Dataset content below:
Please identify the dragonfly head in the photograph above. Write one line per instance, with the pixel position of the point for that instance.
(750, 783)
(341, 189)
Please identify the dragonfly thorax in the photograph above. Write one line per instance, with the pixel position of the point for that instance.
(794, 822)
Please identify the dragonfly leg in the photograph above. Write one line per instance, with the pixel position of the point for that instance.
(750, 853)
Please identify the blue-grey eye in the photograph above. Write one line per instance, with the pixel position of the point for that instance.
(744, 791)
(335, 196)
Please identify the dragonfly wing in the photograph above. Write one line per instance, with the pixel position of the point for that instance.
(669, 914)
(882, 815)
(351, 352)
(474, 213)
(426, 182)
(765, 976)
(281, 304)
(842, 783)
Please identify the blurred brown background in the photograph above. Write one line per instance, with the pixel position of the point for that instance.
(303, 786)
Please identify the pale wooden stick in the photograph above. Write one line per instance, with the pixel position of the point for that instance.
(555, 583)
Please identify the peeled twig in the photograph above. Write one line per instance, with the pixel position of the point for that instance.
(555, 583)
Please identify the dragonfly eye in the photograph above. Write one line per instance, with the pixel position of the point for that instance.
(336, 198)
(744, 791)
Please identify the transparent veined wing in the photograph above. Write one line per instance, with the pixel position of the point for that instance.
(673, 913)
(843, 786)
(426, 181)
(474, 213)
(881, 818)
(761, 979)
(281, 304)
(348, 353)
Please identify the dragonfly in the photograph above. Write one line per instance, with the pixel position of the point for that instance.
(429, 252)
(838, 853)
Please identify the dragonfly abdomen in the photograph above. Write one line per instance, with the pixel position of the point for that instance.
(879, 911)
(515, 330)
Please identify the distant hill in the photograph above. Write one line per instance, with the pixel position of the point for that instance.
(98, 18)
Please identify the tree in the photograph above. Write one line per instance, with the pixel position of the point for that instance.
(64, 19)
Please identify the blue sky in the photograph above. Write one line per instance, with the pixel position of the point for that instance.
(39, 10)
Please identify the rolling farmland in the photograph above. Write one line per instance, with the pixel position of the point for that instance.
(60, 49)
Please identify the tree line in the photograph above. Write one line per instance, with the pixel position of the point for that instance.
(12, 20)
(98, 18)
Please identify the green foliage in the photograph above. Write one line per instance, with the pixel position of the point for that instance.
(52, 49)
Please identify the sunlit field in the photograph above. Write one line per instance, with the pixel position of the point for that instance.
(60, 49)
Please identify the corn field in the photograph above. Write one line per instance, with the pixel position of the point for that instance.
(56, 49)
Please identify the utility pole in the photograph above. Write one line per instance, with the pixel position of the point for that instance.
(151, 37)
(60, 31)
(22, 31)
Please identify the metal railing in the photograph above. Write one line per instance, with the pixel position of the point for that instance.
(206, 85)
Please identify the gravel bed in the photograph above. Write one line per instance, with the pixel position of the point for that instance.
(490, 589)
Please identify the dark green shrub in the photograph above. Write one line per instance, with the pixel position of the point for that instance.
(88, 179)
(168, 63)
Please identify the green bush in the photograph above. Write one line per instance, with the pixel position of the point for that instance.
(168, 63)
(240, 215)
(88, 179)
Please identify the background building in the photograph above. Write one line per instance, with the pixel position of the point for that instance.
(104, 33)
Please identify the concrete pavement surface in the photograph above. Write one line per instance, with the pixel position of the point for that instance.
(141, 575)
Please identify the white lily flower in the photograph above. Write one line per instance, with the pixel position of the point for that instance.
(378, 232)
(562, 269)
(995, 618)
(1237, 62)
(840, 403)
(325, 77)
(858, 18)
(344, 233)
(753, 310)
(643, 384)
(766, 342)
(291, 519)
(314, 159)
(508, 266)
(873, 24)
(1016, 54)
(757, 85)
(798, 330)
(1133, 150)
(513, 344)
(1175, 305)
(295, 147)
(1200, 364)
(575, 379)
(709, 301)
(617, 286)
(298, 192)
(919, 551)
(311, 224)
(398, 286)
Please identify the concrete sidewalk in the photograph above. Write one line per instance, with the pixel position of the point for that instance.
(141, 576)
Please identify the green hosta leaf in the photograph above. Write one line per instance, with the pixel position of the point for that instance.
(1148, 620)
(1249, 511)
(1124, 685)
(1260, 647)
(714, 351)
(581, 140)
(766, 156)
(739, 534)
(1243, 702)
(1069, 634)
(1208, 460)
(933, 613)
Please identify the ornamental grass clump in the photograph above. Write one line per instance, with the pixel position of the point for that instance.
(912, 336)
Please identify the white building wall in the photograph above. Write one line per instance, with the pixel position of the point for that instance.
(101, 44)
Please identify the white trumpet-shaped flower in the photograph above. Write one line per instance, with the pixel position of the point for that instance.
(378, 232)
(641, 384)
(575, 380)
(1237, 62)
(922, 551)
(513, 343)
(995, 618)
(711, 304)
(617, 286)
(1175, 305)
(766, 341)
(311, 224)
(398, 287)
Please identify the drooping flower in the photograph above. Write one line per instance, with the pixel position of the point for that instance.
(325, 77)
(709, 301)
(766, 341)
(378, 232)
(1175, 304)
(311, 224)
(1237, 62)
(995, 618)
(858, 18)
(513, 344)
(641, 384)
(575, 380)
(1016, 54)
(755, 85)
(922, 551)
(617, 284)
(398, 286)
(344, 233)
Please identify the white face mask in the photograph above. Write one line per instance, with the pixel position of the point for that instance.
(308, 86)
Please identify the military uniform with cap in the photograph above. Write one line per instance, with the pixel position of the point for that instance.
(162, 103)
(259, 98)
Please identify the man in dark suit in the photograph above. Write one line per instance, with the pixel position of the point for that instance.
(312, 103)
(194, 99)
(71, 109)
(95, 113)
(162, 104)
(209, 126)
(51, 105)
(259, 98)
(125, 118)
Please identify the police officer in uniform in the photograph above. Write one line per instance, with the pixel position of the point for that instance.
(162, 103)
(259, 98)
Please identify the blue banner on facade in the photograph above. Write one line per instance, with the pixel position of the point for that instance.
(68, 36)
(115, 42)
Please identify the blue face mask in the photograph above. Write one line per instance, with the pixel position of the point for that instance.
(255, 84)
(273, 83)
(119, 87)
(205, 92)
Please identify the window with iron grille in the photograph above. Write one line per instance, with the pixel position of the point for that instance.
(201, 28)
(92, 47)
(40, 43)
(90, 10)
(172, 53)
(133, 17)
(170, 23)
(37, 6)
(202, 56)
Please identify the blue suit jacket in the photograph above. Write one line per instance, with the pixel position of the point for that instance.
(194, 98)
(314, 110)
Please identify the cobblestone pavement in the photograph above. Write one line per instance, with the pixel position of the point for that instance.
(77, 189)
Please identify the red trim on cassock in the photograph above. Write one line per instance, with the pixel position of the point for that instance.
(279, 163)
End of Dataset content.
• _Task description_:
Give an exact copy of the lines from the one with "Please identify the window" through the end of the entries, both ends included.

• _Exercise result_:
Please identify the window with iron grille in the photograph above. Write one line per instance, with the pixel position of the point for that instance.
(201, 28)
(92, 47)
(40, 43)
(90, 10)
(172, 53)
(133, 17)
(170, 23)
(37, 6)
(202, 56)
Please identify the blue suit jacket in the photograph above. Write one line per instance, with the pixel position of the point for that instance.
(194, 98)
(314, 110)
Please identify the cobblestone pavement in the photograph above. Write one line per instance, with the pixel position of the point for that instance.
(77, 189)
Please identify the red trim on cassock in the photograph above. Write one line per instance, with the pixel position of the point for that instance.
(279, 163)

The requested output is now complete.